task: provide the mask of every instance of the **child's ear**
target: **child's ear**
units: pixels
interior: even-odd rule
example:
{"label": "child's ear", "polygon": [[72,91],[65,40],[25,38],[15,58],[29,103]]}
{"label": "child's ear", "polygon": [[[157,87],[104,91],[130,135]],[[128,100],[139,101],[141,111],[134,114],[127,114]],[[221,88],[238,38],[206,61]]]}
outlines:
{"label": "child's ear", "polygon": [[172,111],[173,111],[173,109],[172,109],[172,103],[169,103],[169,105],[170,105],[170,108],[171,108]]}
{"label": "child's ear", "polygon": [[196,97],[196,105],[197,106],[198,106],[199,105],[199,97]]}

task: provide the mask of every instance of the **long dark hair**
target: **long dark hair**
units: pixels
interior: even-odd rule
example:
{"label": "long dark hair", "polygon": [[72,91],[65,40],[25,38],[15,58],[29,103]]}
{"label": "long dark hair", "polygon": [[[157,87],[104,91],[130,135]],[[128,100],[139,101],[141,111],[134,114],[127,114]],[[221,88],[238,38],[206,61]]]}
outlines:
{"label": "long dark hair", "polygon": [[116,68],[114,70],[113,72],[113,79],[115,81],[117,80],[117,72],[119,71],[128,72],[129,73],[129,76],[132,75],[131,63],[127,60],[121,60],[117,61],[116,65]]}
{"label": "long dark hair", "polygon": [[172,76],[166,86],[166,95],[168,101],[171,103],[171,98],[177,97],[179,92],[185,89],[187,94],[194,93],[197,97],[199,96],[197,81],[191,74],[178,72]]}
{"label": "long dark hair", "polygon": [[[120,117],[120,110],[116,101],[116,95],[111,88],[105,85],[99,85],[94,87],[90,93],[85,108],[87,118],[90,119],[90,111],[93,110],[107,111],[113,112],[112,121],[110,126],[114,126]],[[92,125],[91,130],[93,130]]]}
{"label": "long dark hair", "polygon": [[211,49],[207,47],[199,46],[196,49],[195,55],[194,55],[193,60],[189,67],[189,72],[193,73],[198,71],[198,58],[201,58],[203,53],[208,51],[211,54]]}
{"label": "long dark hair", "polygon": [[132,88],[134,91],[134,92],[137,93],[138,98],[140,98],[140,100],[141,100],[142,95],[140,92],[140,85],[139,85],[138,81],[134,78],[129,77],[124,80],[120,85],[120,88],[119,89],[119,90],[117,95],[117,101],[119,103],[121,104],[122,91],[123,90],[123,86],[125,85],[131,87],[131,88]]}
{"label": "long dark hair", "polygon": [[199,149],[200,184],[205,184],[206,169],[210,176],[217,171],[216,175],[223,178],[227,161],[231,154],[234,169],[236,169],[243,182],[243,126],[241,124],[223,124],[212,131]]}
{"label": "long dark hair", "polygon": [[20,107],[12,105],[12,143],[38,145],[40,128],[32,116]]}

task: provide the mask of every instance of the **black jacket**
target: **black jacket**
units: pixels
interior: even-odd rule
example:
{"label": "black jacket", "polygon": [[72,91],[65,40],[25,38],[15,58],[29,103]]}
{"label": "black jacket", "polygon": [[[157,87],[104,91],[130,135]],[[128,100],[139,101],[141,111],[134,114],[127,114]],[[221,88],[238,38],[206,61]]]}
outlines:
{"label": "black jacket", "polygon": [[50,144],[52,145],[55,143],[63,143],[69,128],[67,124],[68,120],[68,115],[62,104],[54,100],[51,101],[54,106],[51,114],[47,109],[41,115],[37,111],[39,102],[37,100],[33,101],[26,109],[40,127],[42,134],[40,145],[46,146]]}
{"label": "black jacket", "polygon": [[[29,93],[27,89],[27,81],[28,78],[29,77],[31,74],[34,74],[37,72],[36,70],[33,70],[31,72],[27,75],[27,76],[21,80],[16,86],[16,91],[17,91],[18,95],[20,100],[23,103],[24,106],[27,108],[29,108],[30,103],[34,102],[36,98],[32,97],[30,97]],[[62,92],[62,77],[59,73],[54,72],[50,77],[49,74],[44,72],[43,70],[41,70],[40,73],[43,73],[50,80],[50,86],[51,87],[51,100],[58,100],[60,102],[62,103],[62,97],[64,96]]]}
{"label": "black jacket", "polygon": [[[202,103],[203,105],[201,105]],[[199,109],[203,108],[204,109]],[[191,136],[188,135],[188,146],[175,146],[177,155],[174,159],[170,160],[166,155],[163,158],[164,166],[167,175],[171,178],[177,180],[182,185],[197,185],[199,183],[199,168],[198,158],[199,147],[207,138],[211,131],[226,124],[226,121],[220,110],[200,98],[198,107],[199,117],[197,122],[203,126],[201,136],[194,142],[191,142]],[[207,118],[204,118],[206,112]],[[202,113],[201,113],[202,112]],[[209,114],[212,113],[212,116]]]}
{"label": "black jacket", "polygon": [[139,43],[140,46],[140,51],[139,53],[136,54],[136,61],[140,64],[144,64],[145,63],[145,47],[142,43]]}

= = =

Pull out every line of the records that contains the string "child", matching case exactly.

task: provide the mask of every instance of the **child's ear**
target: **child's ear**
{"label": "child's ear", "polygon": [[72,91],[65,40],[25,38],[15,58],[29,103]]}
{"label": "child's ear", "polygon": [[[157,87],[104,91],[130,135]],[[128,100],[139,101],[141,111],[134,114],[127,114]],[[221,88],[238,38],[206,61]]]}
{"label": "child's ear", "polygon": [[172,111],[173,111],[173,109],[172,109],[172,103],[169,103],[169,105],[170,105],[170,108],[171,108]]}
{"label": "child's ear", "polygon": [[196,97],[196,105],[197,106],[198,106],[199,105],[199,97]]}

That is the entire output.